◆ Work to complete
Please give an exact printout of the records, without any pictures.

Referring expression data
************

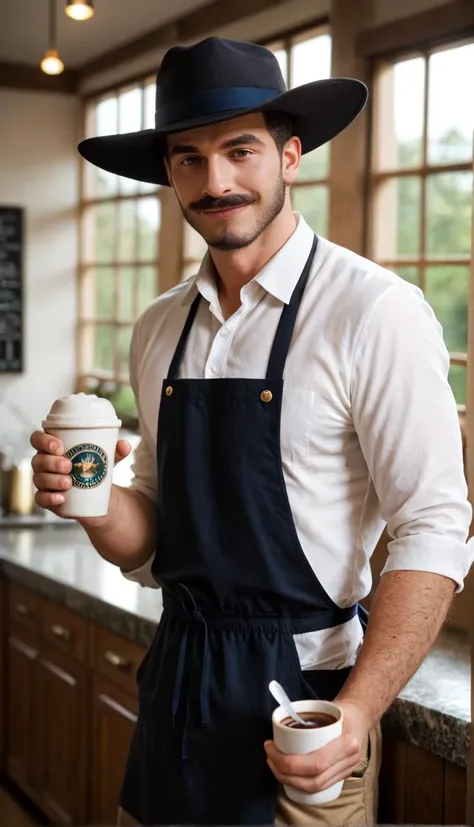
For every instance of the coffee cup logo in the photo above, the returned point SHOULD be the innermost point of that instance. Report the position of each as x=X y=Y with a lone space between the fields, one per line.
x=89 y=465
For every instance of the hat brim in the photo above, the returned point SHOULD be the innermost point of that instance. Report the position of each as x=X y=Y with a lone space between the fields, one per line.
x=319 y=110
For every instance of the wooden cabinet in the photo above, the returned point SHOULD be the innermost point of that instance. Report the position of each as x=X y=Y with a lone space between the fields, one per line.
x=417 y=787
x=61 y=709
x=72 y=706
x=21 y=731
x=114 y=713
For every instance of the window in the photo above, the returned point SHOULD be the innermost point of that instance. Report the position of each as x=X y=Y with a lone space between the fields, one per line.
x=422 y=184
x=120 y=244
x=302 y=59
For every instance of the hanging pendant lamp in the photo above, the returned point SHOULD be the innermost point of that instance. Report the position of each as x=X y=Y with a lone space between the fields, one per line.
x=52 y=63
x=79 y=9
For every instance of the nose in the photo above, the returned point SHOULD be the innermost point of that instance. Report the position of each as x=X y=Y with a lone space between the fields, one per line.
x=218 y=177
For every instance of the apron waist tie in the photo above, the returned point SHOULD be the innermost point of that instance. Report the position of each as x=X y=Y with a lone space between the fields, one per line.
x=194 y=615
x=195 y=660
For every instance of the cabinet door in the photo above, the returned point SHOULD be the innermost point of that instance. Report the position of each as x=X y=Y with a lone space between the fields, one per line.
x=61 y=710
x=114 y=714
x=22 y=654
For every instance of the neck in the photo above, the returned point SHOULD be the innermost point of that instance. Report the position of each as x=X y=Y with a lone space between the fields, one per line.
x=235 y=268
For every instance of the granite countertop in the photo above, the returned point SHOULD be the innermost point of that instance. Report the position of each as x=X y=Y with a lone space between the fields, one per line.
x=59 y=562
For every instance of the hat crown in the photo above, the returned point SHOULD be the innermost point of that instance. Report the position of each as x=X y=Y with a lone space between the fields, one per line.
x=216 y=63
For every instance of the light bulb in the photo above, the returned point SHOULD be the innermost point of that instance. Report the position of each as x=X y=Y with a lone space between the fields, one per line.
x=52 y=63
x=79 y=9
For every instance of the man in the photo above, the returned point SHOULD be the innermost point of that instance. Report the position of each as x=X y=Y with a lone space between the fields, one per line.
x=303 y=403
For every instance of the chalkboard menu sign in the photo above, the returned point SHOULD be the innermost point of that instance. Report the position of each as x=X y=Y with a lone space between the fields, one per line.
x=11 y=299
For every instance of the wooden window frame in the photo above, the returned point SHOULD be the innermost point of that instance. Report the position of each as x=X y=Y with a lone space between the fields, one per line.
x=88 y=375
x=426 y=169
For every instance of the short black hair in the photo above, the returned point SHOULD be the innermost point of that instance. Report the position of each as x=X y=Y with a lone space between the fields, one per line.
x=280 y=128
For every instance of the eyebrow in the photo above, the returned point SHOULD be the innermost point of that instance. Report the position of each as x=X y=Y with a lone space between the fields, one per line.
x=246 y=138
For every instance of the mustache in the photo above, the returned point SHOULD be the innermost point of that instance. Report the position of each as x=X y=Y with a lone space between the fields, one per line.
x=209 y=203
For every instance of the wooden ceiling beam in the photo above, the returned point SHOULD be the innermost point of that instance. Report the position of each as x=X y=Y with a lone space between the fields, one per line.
x=433 y=27
x=198 y=23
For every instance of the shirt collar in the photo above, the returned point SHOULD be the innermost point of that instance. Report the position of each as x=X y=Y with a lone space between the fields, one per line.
x=278 y=277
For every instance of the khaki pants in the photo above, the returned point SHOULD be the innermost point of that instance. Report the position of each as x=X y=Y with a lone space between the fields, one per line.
x=355 y=807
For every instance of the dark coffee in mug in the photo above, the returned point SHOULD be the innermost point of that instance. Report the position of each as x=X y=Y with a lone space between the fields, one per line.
x=316 y=720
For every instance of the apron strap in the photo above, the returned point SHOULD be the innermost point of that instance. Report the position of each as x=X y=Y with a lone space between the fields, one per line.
x=284 y=333
x=179 y=352
x=286 y=325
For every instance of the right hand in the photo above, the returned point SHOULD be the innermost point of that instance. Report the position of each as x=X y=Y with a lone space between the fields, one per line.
x=51 y=469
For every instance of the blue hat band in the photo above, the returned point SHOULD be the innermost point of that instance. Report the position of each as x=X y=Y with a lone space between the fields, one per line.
x=210 y=102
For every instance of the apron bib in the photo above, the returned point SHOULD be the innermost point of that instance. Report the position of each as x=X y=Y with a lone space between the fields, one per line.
x=236 y=587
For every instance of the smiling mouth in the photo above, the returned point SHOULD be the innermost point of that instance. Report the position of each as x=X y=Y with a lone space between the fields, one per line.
x=225 y=210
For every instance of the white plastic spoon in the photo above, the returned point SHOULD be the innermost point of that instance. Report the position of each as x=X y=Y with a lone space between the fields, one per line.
x=283 y=700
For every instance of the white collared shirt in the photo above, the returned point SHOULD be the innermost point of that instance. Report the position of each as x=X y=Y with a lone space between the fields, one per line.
x=369 y=431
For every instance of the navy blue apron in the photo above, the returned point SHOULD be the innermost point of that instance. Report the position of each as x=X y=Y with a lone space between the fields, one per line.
x=236 y=588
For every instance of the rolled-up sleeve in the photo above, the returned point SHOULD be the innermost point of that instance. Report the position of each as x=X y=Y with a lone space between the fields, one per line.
x=406 y=419
x=144 y=469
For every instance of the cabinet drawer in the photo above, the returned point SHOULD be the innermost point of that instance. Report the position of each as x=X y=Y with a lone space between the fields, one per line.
x=23 y=607
x=64 y=629
x=116 y=658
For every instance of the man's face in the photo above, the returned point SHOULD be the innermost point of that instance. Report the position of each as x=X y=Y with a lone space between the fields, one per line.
x=228 y=179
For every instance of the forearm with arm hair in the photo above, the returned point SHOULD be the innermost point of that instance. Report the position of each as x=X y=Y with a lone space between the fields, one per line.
x=126 y=537
x=407 y=612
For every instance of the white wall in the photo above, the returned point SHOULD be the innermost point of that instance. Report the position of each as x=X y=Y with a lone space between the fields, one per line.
x=39 y=171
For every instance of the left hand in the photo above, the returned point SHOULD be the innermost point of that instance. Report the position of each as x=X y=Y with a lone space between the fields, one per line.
x=322 y=768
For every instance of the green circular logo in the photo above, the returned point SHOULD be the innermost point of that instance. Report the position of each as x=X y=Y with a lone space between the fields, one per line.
x=89 y=465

************

◆ Answer for this exercise
For every instance of the coffee cup logo in the photo above, the returned point SHOULD be the innermost point of that instance. Report the position of each as x=X y=Y with a lone space between the fields, one per line.
x=89 y=465
For every instance of the hat brim in the photo above, the returned point SHOULD be the innermost point of that instance. Report the position of each as x=X y=Y with a lone space between the fields, one per line.
x=319 y=110
For every instance of the wooden cabinet in the photo above, the returned point SHOULD be the innermost point of that instance. Report the position of each as x=X y=Y with a lone space between the fields, one per line.
x=417 y=787
x=61 y=709
x=72 y=706
x=21 y=731
x=114 y=713
For every instance of the window in the photo above, the returned point SHOULD be the innermost point of that instance. Report the position of each as x=X y=Y with a lone space between the fields, one per line.
x=422 y=184
x=120 y=244
x=302 y=59
For every instance of the hanging pendant lamp in the photo above, the returned point SHOULD be the innermost point of that instance. Report the position of each as x=X y=Y with a lone space between the fields, one per line.
x=52 y=63
x=79 y=9
For every instance of the nose in the photo above, the returned point SHOULD be the innermost point of that instance. Report the position of each as x=X y=Y with a lone space between the fields, one per line.
x=218 y=177
For every instance of the apron waist tie in the photo above, the returned point SHOULD be the innermost point of that instance. Report the position of each as x=X y=Y with a lone space between the fields, one per line.
x=194 y=615
x=195 y=660
For every instance of the cabinet door in the photo above, the returned point SHOULD be the innermost point of that instance. Report the position of each as x=X y=Y with a lone space between the fields, one per line.
x=61 y=710
x=114 y=714
x=22 y=654
For every instance of the neck in the photo above, the returned point SHOULD be the innermost point of that instance. Report the position of each as x=X y=Y with a lone space between the fields, one per line.
x=235 y=268
For every instance of the granite countertop in the photo above, the returned point SHOULD be the innermost point of that instance. Report the position of each as x=X y=Y with a lone space between the fields, one per line.
x=59 y=562
For every instance of the hat crown in the photo above, the returned point SHOULD be the innermost point of that instance. Report the position of each as x=X y=Y with a lone space between the fields, one per line.
x=216 y=63
For every instance of the light bulb in the photo above, the returned point SHOULD be the innermost point of that instance. Report the position of each as x=X y=Y with a lone space between the fields, one per line.
x=52 y=63
x=79 y=9
For every instance of the man in the photo above, the returned point SHOULD be the innermost point of that instance. Report the position of each as x=X y=Y with a lone space between the fields, one per line.
x=303 y=403
For every instance of the chalkboard menu sign in the photo above, the returned point SHOULD be the innermost point of that instance. Report the position of each as x=X y=Y with a lone space between the fields, one per line.
x=11 y=299
For every instance of the wooden window frame in the photo above, the returned point SHOULD be the innermost point of that instance. Report the position of each as x=X y=Y with a lone space between the fields, one per line.
x=88 y=375
x=426 y=169
For every instance of the short black hair in the photo above, the returned point SHOULD be the innermost point of that instance. Report the position of each as x=X y=Y with a lone space between the fields, one per line.
x=280 y=128
For every instance of the eyebrow in the photo above, the returned point SHOULD be the innermost point of that instance. Report the position of each as x=X y=Y with a lone space between the fields, one per line.
x=246 y=138
For every instance of the mustache in the photo above, the returned point SHOULD be the innermost point of that instance. Report the position of each as x=X y=Y with a lone space between the fields, one per line.
x=209 y=203
For every instance of the wooden ceiling beam in the photo above, the returned point SHOULD be the innermost point of that instance. Report the position of each as x=X y=Y with a lone space between the fields, one per line.
x=433 y=27
x=198 y=23
For every instance of the shirt collar in the photo above, the returned point SHOULD be the innermost point of that instance. Report the position of each as x=X y=Y with a lone space between the fields, one per line.
x=278 y=277
For every instance of the khaki pants in the photo above, the returned point SHOULD be the innermost point of that instance. Report the position of each as x=X y=Y with a lone space between the fields, one per line.
x=355 y=807
For every instance of the dark coffee in mug in the photo above, the returned point SHOULD be the innermost point of that instance. Report the position of each as x=X y=Y with a lone space between the fields, one per line.
x=316 y=720
For every instance of the apron strap in the photo above, the returned point SHOULD be the innermost point of that instance. Report the position of each as x=X y=Y with a lone space between the fields, one per line.
x=284 y=333
x=179 y=352
x=286 y=325
For every instance of the right hand in the photo above, the returned point SHOULD be the innermost point of that instance. Report the position of each as x=X y=Y with a lone space between the fields, one per line.
x=51 y=469
For every instance of the blue hat band in the photo above, the returned point SHOULD be the innermost point of that instance. Report the position of each as x=X y=Y with a lone space between the fields, one per line.
x=210 y=102
For every instance of the apron bib in the photo above, the returned point SHOULD be the innermost point of that instance. Report the position of each as x=X y=Y with a lone space between the fields, one per line.
x=236 y=587
For every instance of the smiling mouth in the photo above, the returned point SHOULD be the innermost point of that instance. Report the position of each as x=X y=Y with a lone space between the fields, one per line.
x=225 y=210
For every instance of the white plastic spoon in the photo above, the returned point SHOULD be the innermost point of that instance. Report the position of each as x=X y=Y with a lone space between the fields, one per line.
x=283 y=700
For every instance of the white collared shirt in the photo above, the returned point SHOULD be the innermost point of that instance. Report the position of each as x=X y=Y with a lone space between the fields, one per line.
x=369 y=431
For every instance of the navy blue apron in the photo above, the returned point SHOULD be the innermost point of that instance. Report the position of each as x=X y=Y with a lone space between the fields, one per line.
x=236 y=588
For every instance of the rolled-up sleeve in the photo above, the returned point SHOULD be the innermost point of that instance. Report the position of each as x=X y=Y with a lone space between the fields, one per line.
x=406 y=419
x=144 y=469
For every instance of the cabinet drawer in the photo above, the returned point SHOULD be the innermost point of that instance. Report the position of each as x=X y=Y with a lone space between the fields, one per line.
x=23 y=607
x=64 y=629
x=116 y=658
For every instance of the man's face in the photo above, the returned point SHOULD be the innermost point of that instance. Report the position of each as x=X y=Y with a lone space between the fields, one per line.
x=228 y=179
For every instance of the forearm with arm hair in the photo above, the returned point SHOULD be the innermost point of that instance. Report the position of each as x=X y=Y with a lone space between the fields, one per line.
x=126 y=537
x=407 y=612
For every instance of the white wall in the photo above, the returned point SHOULD be the innermost point of that instance. Report the position of each as x=X y=Y with a lone space between the fields, one per line.
x=39 y=171
For every instance of the left hand in the photo above, the returned point SHOULD be the innermost point of that instance. Report the position of each as x=X y=Y with a lone space between the fields, one per line.
x=322 y=768
For every instance of the green circular logo in the photo above, the returned point SHOULD be the innermost point of that instance. Report the position of each as x=X y=Y with a lone space between the fields, one per line.
x=89 y=465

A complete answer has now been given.